__PAGE EXTRACT__.
---*---

Prizren Municipality
The
Prizren municipality, located in Kosovo's southwestern corner, had a relatively
mixed ethnic population. According to the OSCE, 78 percent of the population
was ethnic Albanian, 5 percent Serbian, and 17 percent other national communities,
such as Turks and Roma.1 Throughout 1998 and early 1999, the municipality
was less severely affected by the war than Djakovica and Decani to the
northwest. However, villages in the northeastern part of the municipality,
in the direction of Suva Reka and Orahovac, were trouble spots due to the
ongoing presence of the KLA.
Prizren municipality was the site of many crimes
during the period of NATO bombing, including in the city of Prizren itself,
especially the neighborhood of Tusus. Villages north of the city on the
border with Orahovac municipality, such as Pirane, Mala Krusa, Mamusa (Mamushe),
Zojic (Zojiq), and Randubrava (Randobrave), were particularly hard hit
due to KLA activity in the area and the use of certain villages as rebel
transit routes. The villages of Pirana (Pirane) and Mala Krusa, stretching
north along the main road to Celina and Zrze (Xrxe), are covered separately
in the chapter on the Prizren- Djakovica Road.
The Yugoslav Army's Third Army, responsible for
Kosovo, had a barracks in Prizren, and witnesses claimed that the army
was very active in the municipality, coordinating actions with the police.
Based in Prizren was the army's 549th Motorized Brigade, commanded by Col.
Bozidar Delic (see Forces of the Conflict). Prizren was also one of the
seven regional bases in Kosovo of the Serbian police, known as a Sekretarijat
Unutrasnjih Poslova (Secretariat for Internal Affairs), or SUP. The Prizren
SUP covered the municipalities of Prizren, Orahovac, Suva Reka, and Gora.

---*---

__PROBLEM SET__.
1. Please retype the stretch of the Prizren Municipality text from "Prizren municipality was" through "commanded by Col.".
2. In the Prizren Municipality text, who commanded the army's 549th Motorized Brigade based in Prizren?

---*---

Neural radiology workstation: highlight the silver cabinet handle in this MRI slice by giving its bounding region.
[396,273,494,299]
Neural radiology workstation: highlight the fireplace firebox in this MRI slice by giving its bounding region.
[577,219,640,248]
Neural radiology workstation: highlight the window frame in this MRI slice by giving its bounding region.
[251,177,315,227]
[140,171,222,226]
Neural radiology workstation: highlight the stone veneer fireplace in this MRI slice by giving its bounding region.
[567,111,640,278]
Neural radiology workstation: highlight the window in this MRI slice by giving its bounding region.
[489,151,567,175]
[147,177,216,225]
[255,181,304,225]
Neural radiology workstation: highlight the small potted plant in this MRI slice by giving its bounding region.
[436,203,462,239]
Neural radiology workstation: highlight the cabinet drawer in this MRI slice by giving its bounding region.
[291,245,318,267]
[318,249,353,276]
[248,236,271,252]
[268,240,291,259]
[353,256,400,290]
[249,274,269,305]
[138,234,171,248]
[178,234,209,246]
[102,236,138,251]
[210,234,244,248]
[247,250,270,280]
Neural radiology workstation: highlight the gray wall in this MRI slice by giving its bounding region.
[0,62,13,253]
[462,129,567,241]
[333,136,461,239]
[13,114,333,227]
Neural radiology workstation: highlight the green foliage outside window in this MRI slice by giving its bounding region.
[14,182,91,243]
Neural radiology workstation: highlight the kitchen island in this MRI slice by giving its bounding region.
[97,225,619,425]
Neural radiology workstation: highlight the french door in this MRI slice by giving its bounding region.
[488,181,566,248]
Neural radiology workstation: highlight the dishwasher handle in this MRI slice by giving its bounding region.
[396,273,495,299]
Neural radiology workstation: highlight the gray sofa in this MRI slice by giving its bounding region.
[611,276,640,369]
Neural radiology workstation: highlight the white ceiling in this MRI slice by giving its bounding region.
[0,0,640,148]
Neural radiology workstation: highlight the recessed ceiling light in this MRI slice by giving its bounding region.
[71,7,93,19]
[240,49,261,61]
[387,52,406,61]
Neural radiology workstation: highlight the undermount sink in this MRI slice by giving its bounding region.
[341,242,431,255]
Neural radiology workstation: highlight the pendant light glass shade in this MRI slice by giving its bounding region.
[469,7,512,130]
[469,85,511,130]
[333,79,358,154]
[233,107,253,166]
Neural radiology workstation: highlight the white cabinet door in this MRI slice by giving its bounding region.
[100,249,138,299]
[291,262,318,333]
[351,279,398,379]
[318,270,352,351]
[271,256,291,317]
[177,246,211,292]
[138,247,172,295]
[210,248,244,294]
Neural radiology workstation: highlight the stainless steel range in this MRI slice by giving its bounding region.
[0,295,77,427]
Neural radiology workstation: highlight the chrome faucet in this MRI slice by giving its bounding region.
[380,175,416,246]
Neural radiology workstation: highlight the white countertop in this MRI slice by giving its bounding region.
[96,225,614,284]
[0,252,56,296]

---*---

__SOLUTIONS TO EACH TASK__.
1.
Prizren municipality was the site of many crimes
during the period of NATO bombing, including in the city of Prizren itself,
especially the neighborhood of Tusus. Villages north of the city on the
border with Orahovac municipality, such as Pirane, Mala Krusa, Mamusa (Mamushe),
Zojic (Zojiq), and Randubrava (Randobrave), were particularly hard hit
due to KLA activity in the area and the use of certain villages as rebel
transit routes. The villages of Pirana (Pirane) and Mala Krusa, stretching
north along the main road to Celina and Zrze (Xrxe), are covered separately
in the chapter on the Prizren- Djakovica Road.
The Yugoslav Army's Third Army, responsible for
Kosovo, had a barracks in Prizren, and witnesses claimed that the army
was very active in the municipality, coordinating actions with the police.
Based in Prizren was the army's 549th Motorized Brigade, commanded by Col.

2. Col. Bozidar Delic